* Passage
%%
26/10/2025
Every October, she’s dragged back into the spotlight.
The classic “Halloween witch.”
Green skin. Tangled hair. Crooked teeth.
A body so distorted it looks inhuman.
People laugh her off as a silly Halloween caricature. A spooky bit of fun.
I don’t see it that way.
“Witches” were women
taken in the dead of night.
Hidden away in dungeons,
interrogated under torture
until they confessed to anything
that would buy them one more breath.
No one saw the terrified, ordinary woman
before she was shattered.
The public only met the aftermath
as she was condemned and paraded to her death.
Bruised skin turning a sickly green.
Teeth cracked and missing from beatings.
Hair ripped out in handfuls.
Humanity beaten out of visible range.
All that remained was a “monster”
to somehow justify the cruelty.
And here’s the part that cuts the deepest:
women were forced to betray women.
%%
* Exercise task
Reproduce the passage on the Halloween witch in full, word for word, including its date and line breaks.

* Provided data
%%
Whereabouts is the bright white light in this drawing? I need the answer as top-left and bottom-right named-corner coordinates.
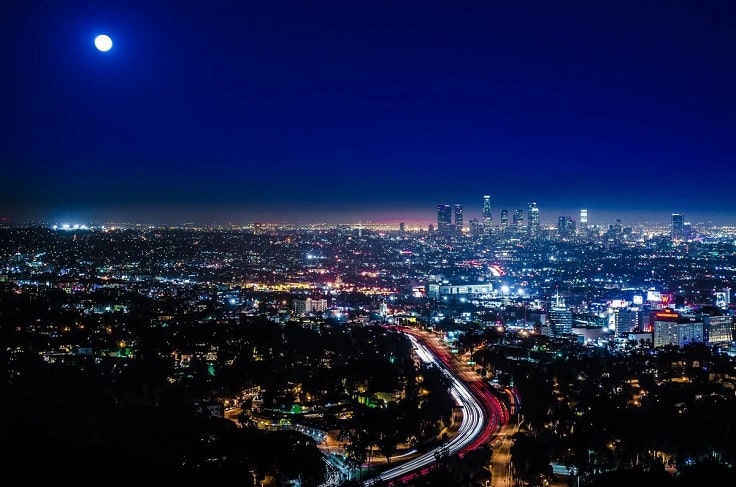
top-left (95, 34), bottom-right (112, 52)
%%
%%
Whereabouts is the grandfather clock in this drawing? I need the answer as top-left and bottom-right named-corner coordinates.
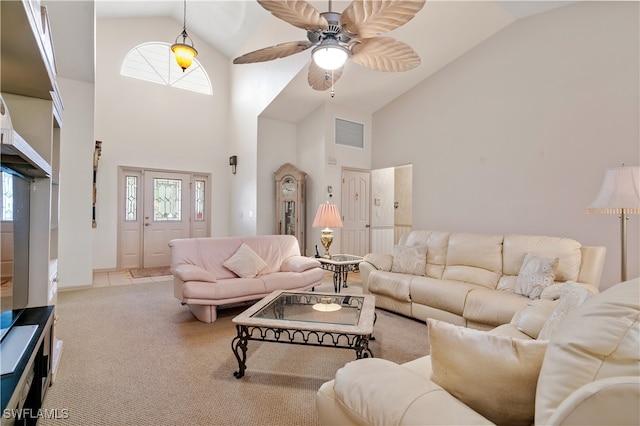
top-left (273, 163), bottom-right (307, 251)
%%
* Output of the exercise
26/10/2025
Every October, she’s dragged back into the spotlight.
The classic “Halloween witch.”
Green skin. Tangled hair. Crooked teeth.
A body so distorted it looks inhuman.
People laugh her off as a silly Halloween caricature. A spooky bit of fun.
I don’t see it that way.
“Witches” were women
taken in the dead of night.
Hidden away in dungeons,
interrogated under torture
until they confessed to anything
that would buy them one more breath.
No one saw the terrified, ordinary woman
before she was shattered.
The public only met the aftermath
as she was condemned and paraded to her death.
Bruised skin turning a sickly green.
Teeth cracked and missing from beatings.
Hair ripped out in handfuls.
Humanity beaten out of visible range.
All that remained was a “monster”
to somehow justify the cruelty.
And here’s the part that cuts the deepest:
women were forced to betray women.